**TEXTABSCHNITT:**
● ● ● ● ●

EMDR

EMDR (Eye Movement Decentisation and Reprocessing) ist eine strukturierte Therapiemethode, die urspünglich für die Behandlung von Traumafolgenstörungen in den 80er und 90er Jahren in den USA entwickelt wurde. Nachdem die Wirksamkeit der Methode durch mehrere Studien bestätigt worden ist, wurde sie für die Behandlung vieler anderen Störungsbilder adaptiert. Im Wesentlichen ist EMDR auf einer Technik basiert, die freie Assoziationen mit der sogennanten bilateralen Stimulierung (z.B. geleitete Augenbewegungen recht-links) kombiniert.

Bei dieserm Verfahren geht man davon aus, dass hinter psychischen Beschwerden eine Art Trauma steckt: Nicht unbedingt ein Ereignis von katastrophalem Ausmaß, sondern eventuell mehrere „kleine“ Ereignisse. Ein Erlebnis ist traumatisch, wenn die individuelle Fähigkeit, damit klar zu kommen, überfordert wird. Es wird zunehmend anerkannt, dass ungünstige Erfahrungen innerhalb von Beziehungen, besonders wenn diese chronisch sind bzw. in der frühen Kindheit stattfinden (sogenannte Bindungstraumata), besonders traumatisierend sind.

Obwohl solche Erfahrungen oft „vergessen“ werden, bleiben sie im Nervensystem fragmentarisch gespeichert: Als isolierte Bilder, Empfindungen usw., die mit den überwältigenden Gefühlen verbunden sind, welche man bei dem ursprünglichen Trauma erlebt hat. Wenn etwas passiert, das dem traumatischen Erlebnis ähnlich ist, wird der traumatische „Knoten“ aktiviert und dabei werden intensive Gefühle bzw. Impulse ausgelöst, die für das Ereignis nicht angemessen sind. Der betroffenen Person ist dabei meist nicht bewußt, dass diese Reaktion mit einem früheren Trauma zusammenhängt. Solche Reaktionen liegen vielen Beschwerden zugrunde, die Menschen in die Psychotherapie bringen. Diese können unterschiedlichste Formen annehmen, von Panikattaken, akuten Ängsten oder Suchtimpulsen bis zu Vermeidungstendenzen, die oft bei depressiven und Angststörungen zentral sind.

● ● ● ● ●

**IHRE AUFGABEN:**
[a] Fassen Sie den Text über EMDR in zwei Sätzen zusammen.
[b] Schreiben Sie den Text über EMDR im Anschluss an seinen letzten Satz weiter.
Die Datensätze haben hiermit nichts zu tun.

**AUSZUG DER DATENSÄTZE:**
● ● ● ● ●

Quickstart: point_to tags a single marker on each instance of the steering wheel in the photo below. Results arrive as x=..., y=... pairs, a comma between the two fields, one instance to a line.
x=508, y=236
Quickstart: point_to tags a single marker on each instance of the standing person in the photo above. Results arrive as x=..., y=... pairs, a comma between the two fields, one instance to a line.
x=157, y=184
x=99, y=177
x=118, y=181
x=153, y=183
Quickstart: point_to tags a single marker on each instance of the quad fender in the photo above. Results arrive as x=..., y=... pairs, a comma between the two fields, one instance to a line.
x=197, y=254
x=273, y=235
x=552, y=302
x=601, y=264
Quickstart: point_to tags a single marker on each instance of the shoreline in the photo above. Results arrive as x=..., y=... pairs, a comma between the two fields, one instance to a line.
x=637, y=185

● ● ● ● ●

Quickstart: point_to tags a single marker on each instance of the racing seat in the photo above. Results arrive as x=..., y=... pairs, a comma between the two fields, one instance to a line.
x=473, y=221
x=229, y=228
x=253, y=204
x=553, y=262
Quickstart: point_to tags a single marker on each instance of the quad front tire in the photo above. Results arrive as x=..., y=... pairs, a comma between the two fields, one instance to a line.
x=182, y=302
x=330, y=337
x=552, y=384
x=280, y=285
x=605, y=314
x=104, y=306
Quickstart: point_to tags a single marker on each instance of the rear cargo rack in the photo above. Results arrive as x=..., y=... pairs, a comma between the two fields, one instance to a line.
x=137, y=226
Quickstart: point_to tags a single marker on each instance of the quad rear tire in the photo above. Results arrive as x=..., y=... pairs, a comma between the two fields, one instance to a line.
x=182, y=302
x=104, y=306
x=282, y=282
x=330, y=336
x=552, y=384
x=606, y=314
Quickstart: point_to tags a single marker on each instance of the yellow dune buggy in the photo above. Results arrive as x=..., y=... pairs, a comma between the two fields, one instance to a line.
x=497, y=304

● ● ● ● ●

**LÖSUNGEN:**
[a] EMDR ist eine strukturierte Therapiemethode, die ursprünglich für Traumafolgenstörungen entwickelt und später für viele andere Störungsbilder adaptiert wurde. Sie kombiniert freie Assoziationen mit bilateraler Stimulierung und geht davon aus, dass hinter psychischen Beschwerden traumatische Erfahrungen stecken, die fragmentarisch im Nervensystem gespeichert bleiben und bei ähnlichen Ereignissen unangemessen intensive Gefühle oder Impulse auslösen.

[b]
Eine typische EMDR-Sitzung verläuft etwa so: Zuerst wird ein Thema für die Verarbeitung ausgesucht. Ursrpünglich wäre das eine traumatische Erinnerung, heute können viele Aspekte belastender Erfahrungen als Ausgangspunkte dienen, auch Träume, Phantasien oder Körperempfindungen. Dieses Thema wird fokusiert, indem alle dazugehörige Komponenten besprochen werden: Bilder, Gedanken, Gefühle und Empfindungen. Anschließend lässt man das Unbewusste arbeiten, indem man alles aufkommen lässt, was hochkommt: Gefühle, Gedanken, Impulse, Empfindungen usw. Gleichzeitig erlebt man eine bilaterale Stimulierung: typischerweise geleitete Augenbewegungen, obwohl andere sensorische Reize auch zunehmend Anwendung finden. Die Komponente der sensorischen bilateralen Stimulierung soll zur Integrierung psychischer Inhalte beitragen, die in verschiedenen Hirnarealen gespeichert sind. Diese Arbeit wird in kurze Durchgänge geteilt; nach jedem Durchgang wird eine Pause gemacht und dann kurz besprochen, was gerade innerlich passiert; das Vorgehen wird eventuell justiert. Am Ende der Sitzung wird das Erlebnis im Ganzen besprochen. Insgesamt ist man bei der EMDR-Arbeit weniger auf die Sprache angewiesen, als bei anderen Therapieformen. Belastende Erfahrungen müssen nicht ausführlich besprochen werden, was für viele traumatisierte Menschen entscheidend sein kann. Die Flexibilität des EMDR-Vorgehens lässt sie gut in eine laufende Therapie integrieren, je nach den individuellen Wünschen und Bedürfnissen.

Interessantes zum Lesen:

Reddemann, L. Und Dehner-Rau, C. (2013) Trauma Heilen: Ein Übungsbuch für Körper und Seele.

Shapiro, F. (2013) Frei Werden von der Vergangenheit: Trauma-Selbsthilfe nach der EMDR-Methode.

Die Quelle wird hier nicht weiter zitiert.